ABOUT THIS TASK: Quote the passage on the Fair Labor Standards Act word for word, between "In July of 2015, the" and "the same year.", inclusive.

PASSAGE PROVIDED:
The Fair Labor Standards Act (FLSA) was introduced in 1938 with the objective to improve labor conditions, protect underage employees, provide a minimum wage, and allow for overtime pay. Several amendments to the FLSA occurred over the years, with a significant change in 1963 with the Equal Pay Act. This amendment required employers to pay men and women the same wage for jobs that required equal skill, effort, and responsibility and were performed under similar working conditions. Legitimate pay practices like seniority, merit-based programs, or systems that tied earnings to quantity or quality still allowed for unequal pay. Over the next 41 years, the FLSA was amended to increase minimum wages (multiple amendments), provide protections for specific types of workers (e.g., migrant and seasonal workers, etc.), and other relatively small changes.
In 2004, significant changes were made regarding the definition of what constitutes an exempt employee. This change required that exemption status must be determined based on actual job duties and functions and not solely on title. The focus for exemption status changed from the job title to the job description. As a result of this change, lower-level supervisors could find themselves reclassified as exempt under the executive classification and lose prior overtime rights despite their job remaining the same. On the other hand, some employees saw their exempt status changed to non-exempt as a result of this change. Additional changes in 2004 introduced a federal salary threshold for exemption of $23,660 annually and the highly compensated “non-exempt” employee provision.
In July of 2015, the Department of Labor (DOL) published a proposed rule change that included substantial changes to the FLSA. The most noteworthy change was tying the minimum salary threshold to the 40th percentile of weekly earnings for full-time salaried workers as determined by Bureau of Labor Statistics figures. This would allow the minimum threshold to change without requiring changes to the law. More significantly, this would increase the minimum threshold to $50,440 annually. The proposal also suggested tying the highly-compensated exemption to the 90th percentile of full-time salaried workers. The final rule publication was announced on May 18, 2016, and was set to go into effect on December 1 of the same year.

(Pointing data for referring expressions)

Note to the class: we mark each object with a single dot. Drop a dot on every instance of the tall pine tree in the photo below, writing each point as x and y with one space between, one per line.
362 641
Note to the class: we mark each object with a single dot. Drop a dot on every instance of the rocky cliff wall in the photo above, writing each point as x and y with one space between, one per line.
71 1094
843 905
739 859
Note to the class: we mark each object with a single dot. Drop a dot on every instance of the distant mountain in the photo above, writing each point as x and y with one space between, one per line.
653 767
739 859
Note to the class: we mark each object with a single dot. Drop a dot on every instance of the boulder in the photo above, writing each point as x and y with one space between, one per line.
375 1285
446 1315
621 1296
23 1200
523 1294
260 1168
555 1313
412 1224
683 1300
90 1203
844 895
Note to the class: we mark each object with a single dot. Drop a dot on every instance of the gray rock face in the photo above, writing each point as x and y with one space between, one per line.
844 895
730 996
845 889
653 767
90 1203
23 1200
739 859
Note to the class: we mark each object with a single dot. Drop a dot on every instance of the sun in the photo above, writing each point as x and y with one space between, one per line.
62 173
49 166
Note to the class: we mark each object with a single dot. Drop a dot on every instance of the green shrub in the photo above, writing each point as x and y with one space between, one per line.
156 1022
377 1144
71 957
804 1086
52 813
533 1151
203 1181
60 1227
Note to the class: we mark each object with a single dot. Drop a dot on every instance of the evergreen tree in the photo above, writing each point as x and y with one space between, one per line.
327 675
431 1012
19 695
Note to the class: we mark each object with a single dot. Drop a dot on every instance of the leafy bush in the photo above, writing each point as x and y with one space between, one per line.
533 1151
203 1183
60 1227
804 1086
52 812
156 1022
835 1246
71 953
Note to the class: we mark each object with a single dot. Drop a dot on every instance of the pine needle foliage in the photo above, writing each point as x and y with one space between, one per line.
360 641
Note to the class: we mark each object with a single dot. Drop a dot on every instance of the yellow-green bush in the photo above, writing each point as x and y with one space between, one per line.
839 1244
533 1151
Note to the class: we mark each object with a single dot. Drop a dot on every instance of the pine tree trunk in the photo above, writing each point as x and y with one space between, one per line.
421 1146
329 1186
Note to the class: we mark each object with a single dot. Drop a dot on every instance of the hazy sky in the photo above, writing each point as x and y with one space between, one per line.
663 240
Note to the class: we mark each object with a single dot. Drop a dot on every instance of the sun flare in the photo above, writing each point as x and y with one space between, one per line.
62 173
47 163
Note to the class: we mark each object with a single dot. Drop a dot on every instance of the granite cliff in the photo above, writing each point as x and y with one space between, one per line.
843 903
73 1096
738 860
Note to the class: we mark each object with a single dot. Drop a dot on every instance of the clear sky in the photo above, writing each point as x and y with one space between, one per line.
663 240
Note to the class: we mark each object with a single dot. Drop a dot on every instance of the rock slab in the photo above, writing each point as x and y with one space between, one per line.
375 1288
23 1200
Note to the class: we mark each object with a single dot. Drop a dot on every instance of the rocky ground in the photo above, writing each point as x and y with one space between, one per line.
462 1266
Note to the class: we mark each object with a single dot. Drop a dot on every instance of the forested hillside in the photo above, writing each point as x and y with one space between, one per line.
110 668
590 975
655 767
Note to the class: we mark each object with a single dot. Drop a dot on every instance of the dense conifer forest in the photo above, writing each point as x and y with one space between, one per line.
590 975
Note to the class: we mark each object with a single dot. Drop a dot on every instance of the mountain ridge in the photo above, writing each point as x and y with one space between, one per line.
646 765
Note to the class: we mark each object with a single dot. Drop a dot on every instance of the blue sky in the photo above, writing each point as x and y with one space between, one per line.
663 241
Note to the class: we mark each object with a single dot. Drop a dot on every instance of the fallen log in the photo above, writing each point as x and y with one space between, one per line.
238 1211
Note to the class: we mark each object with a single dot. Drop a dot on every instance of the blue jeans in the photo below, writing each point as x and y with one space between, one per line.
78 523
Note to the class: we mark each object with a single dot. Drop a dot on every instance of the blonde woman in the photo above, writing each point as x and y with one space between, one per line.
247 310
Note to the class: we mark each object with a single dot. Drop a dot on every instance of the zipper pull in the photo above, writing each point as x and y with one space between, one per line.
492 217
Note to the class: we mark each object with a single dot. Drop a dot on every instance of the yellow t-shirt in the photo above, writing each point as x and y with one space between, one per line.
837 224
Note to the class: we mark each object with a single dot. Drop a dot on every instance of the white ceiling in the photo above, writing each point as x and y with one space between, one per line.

COMPLETED EXERCISE:
In July of 2015, the Department of Labor (DOL) published a proposed rule change that included substantial changes to the FLSA. The most noteworthy change was tying the minimum salary threshold to the 40th percentile of weekly earnings for full-time salaried workers as determined by Bureau of Labor Statistics figures. This would allow the minimum threshold to change without requiring changes to the law. More significantly, this would increase the minimum threshold to $50,440 annually. The proposal also suggested tying the highly-compensated exemption to the 90th percentile of full-time salaried workers. The final rule publication was announced on May 18, 2016, and was set to go into effect on December 1 of the same year.